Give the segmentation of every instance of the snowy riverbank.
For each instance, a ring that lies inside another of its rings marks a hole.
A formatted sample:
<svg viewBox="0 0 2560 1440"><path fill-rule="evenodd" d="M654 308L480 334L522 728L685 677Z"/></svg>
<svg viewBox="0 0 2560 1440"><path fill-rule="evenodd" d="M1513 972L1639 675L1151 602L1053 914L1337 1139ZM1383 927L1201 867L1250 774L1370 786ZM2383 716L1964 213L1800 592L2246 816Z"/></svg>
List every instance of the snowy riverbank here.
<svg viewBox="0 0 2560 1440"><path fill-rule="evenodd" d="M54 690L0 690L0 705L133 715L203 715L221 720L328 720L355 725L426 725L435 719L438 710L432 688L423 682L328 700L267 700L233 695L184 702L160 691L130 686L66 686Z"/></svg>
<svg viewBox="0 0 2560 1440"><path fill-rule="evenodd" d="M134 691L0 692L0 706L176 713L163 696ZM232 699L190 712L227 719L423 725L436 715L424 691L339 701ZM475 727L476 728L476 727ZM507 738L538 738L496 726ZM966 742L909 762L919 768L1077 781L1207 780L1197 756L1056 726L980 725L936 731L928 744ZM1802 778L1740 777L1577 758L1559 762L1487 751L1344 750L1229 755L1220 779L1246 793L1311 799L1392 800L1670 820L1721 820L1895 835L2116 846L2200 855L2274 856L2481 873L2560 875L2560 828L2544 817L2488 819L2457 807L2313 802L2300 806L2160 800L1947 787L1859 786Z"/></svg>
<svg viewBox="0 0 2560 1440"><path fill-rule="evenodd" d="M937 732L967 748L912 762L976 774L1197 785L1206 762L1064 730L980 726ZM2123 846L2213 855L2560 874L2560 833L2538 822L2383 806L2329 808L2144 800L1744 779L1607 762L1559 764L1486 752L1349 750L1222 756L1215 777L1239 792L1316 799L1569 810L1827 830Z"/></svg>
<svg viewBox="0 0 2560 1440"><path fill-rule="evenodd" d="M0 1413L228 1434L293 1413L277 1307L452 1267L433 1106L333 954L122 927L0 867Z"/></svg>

Directions:
Output every line of the listing exactly as written.

Reply to the exercise:
Give the segmentation of every instance of the snowy riverbank.
For each instance, a ring that lies inside another of its rings marks a hole.
A formatted sample:
<svg viewBox="0 0 2560 1440"><path fill-rule="evenodd" d="M654 308L480 334L522 728L685 677Z"/></svg>
<svg viewBox="0 0 2560 1440"><path fill-rule="evenodd" d="M1513 972L1639 675L1151 602L1053 914L1337 1139ZM1383 927L1201 867L1250 774L1370 786ZM2383 716L1964 213L1800 592L2246 816Z"/></svg>
List every instance of the snowy riverbank here.
<svg viewBox="0 0 2560 1440"><path fill-rule="evenodd" d="M54 690L0 690L0 705L133 715L203 715L221 720L328 720L355 725L426 725L435 719L438 710L432 688L423 682L328 700L267 700L233 695L184 702L160 691L130 686L66 686Z"/></svg>
<svg viewBox="0 0 2560 1440"><path fill-rule="evenodd" d="M134 691L0 692L0 706L176 713L163 696ZM232 699L190 712L227 719L423 725L436 715L424 691L339 701ZM475 727L476 728L476 727ZM507 738L538 738L496 726ZM966 742L909 762L919 768L1077 781L1207 780L1197 756L1056 726L980 725L936 731L928 744ZM1802 778L1740 777L1577 758L1559 762L1487 751L1344 750L1229 755L1220 779L1246 793L1311 799L1392 800L1670 820L1721 820L1895 835L2116 846L2200 855L2274 856L2481 873L2560 875L2560 828L2544 817L2488 819L2457 807L2313 802L2300 806L2160 800L1947 787L1859 786Z"/></svg>
<svg viewBox="0 0 2560 1440"><path fill-rule="evenodd" d="M937 732L967 748L912 762L976 774L1197 785L1206 762L1064 730L980 726ZM2123 846L2213 855L2560 874L2560 833L2538 822L2383 806L2329 808L2144 800L1744 779L1607 762L1559 764L1486 752L1349 750L1222 756L1215 777L1239 792L1316 799L1569 810L1827 830Z"/></svg>
<svg viewBox="0 0 2560 1440"><path fill-rule="evenodd" d="M0 1413L228 1434L293 1413L277 1307L452 1267L433 1106L333 954L122 927L0 867Z"/></svg>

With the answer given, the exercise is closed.